What needs to be done: Render the entire listing below as a JSON array of strings, with one string per line and no entries for blank lines.

-=-=-=-=-

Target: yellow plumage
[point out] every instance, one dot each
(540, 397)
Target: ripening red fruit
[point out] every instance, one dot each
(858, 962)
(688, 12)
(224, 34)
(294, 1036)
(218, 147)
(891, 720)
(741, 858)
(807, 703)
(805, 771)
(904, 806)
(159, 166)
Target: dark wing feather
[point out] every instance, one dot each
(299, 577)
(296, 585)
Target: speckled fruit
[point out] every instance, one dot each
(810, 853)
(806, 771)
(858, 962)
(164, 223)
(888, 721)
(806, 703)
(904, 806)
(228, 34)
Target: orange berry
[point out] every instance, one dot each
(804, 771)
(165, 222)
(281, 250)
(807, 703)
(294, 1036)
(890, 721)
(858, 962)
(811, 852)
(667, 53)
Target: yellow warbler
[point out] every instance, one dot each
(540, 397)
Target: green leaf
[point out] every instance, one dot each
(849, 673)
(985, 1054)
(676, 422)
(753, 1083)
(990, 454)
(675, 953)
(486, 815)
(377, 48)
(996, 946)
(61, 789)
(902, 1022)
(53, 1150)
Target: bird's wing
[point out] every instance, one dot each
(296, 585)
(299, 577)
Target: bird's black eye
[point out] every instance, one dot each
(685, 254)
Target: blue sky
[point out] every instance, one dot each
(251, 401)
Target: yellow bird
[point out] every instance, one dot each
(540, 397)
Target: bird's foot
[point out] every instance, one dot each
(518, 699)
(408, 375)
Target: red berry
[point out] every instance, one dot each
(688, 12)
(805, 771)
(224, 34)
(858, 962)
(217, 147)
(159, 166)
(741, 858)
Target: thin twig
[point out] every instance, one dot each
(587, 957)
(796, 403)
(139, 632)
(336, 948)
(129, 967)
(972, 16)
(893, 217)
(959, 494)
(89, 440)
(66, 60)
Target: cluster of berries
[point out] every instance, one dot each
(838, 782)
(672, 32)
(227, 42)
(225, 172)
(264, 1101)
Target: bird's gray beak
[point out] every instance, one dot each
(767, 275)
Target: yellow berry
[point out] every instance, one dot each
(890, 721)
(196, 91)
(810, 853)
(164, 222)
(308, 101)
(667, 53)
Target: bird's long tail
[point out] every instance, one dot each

-=-=-=-=-

Task output:
[
  "Target: yellow plumage",
  "[point out] every instance, one dot each",
  "(540, 397)",
  "Target: ripening red fruit",
  "[point out] every instance, one dot each",
  "(858, 962)",
  "(688, 12)",
  "(224, 34)",
  "(294, 1036)",
  "(218, 147)",
  "(891, 720)",
  "(741, 858)",
  "(807, 703)",
  "(805, 771)",
  "(904, 806)",
  "(159, 166)",
  "Target: dark wing feather",
  "[point out] every instance, one dot each",
  "(299, 577)",
  "(296, 585)",
  "Target: speckled fruit",
  "[point out] every instance, one dot each",
  "(810, 853)",
  "(806, 771)",
  "(858, 962)",
  "(164, 223)",
  "(888, 721)",
  "(806, 703)",
  "(904, 806)",
  "(228, 34)",
  "Target: orange berry",
  "[point out] every instance, one dot each",
  "(804, 771)",
  "(165, 222)",
  "(281, 250)",
  "(807, 703)",
  "(294, 1036)",
  "(890, 721)",
  "(858, 962)",
  "(811, 852)",
  "(667, 53)",
  "Target: yellow warbler",
  "[point out] every instance, one dot each",
  "(540, 397)",
  "Target: green leaf",
  "[point out] every instance, one dot each",
  "(849, 673)",
  "(985, 1054)",
  "(676, 422)",
  "(753, 1083)",
  "(990, 454)",
  "(675, 953)",
  "(486, 815)",
  "(377, 48)",
  "(996, 946)",
  "(61, 789)",
  "(902, 1022)",
  "(53, 1150)",
  "Target: bird's wing",
  "[point out] every instance, one dot each",
  "(296, 585)",
  "(299, 577)",
  "Target: bird's black eye",
  "[point out] every instance, one dot each",
  "(685, 254)",
  "Target: blue sky",
  "[point out] every instance, one dot each",
  "(251, 401)",
  "Target: yellow bird",
  "[point out] every instance, one dot each",
  "(540, 397)",
  "Target: bird's foot",
  "[point out] every instance, one dot each",
  "(518, 699)",
  "(408, 375)",
  "Target: red berry",
  "[point out] every instance, one dot each",
  "(688, 12)",
  "(805, 771)",
  "(224, 34)",
  "(858, 962)",
  "(217, 147)",
  "(159, 166)",
  "(741, 858)",
  "Target: thin twig",
  "[point out] every instance, one dot each",
  "(587, 957)",
  "(796, 403)",
  "(139, 632)",
  "(336, 948)",
  "(129, 967)",
  "(972, 16)",
  "(893, 217)",
  "(959, 494)",
  "(89, 440)",
  "(66, 60)",
  "Target: cluster of berries",
  "[point out] every instance, one dot each",
  "(838, 782)",
  "(672, 32)",
  "(227, 42)",
  "(225, 172)",
  "(264, 1101)",
  "Target: bird's gray beak",
  "[point out] every instance, one dot each",
  "(767, 275)",
  "Target: yellow berry",
  "[point out] every instance, one dot each",
  "(890, 721)",
  "(196, 91)",
  "(810, 853)",
  "(164, 222)",
  "(308, 101)",
  "(667, 53)",
  "Target: bird's long tail",
  "[point out] every instance, one dot each"
]